» Assigned task: In the entries that follow, find each line with the word "instance" and copy it.

[Dataset entries]
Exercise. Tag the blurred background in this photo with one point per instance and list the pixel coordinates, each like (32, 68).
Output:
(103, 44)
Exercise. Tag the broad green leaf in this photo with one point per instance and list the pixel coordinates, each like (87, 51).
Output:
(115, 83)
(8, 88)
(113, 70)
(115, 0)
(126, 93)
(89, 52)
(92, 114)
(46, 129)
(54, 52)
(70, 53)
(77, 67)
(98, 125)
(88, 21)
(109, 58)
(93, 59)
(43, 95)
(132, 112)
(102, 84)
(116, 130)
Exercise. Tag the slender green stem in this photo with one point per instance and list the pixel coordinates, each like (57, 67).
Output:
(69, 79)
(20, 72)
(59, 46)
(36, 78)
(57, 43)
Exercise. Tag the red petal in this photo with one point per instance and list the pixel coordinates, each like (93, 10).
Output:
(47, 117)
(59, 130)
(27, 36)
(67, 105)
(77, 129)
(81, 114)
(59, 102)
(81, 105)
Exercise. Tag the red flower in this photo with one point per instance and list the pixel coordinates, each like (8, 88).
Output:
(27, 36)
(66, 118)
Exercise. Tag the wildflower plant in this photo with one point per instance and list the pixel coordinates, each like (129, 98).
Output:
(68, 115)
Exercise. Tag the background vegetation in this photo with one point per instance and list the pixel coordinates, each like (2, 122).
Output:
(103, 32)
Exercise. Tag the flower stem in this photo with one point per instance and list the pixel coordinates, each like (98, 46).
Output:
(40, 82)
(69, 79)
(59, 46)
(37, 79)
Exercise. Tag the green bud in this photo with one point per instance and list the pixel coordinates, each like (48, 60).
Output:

» Response:
Exercise. Tag the blurred background in this photo with one point per instance and list the pixel coordinates, each like (32, 68).
Exercise. Tag the broad green leaf in this photo with one point per instance and list the pixel coordinates, each like (87, 51).
Exercise. Tag the slender green stem in this photo with one point per instance and list the pixel coordinates, each like (57, 67).
Exercise. Tag the red petal in this photo with one point per instance and list the pixel coordinates, each like (93, 10).
Exercise. Tag the red flower in this photo with one point per instance and list the pixel coordinates, each like (8, 88).
Exercise. Tag the wildflower plant in this photo with one point per instance and list the pixel coordinates, each like (129, 98).
Exercise. Tag the background vegetation in this photo with one point per instance and list the pixel coordinates, each like (2, 122).
Exercise. Tag the flower stem in this photo with one point per instance and list the pixel coordinates, each like (98, 46).
Exercise. Tag the green bud in this photo with one point per instance and list the pixel coordinates, each like (48, 60).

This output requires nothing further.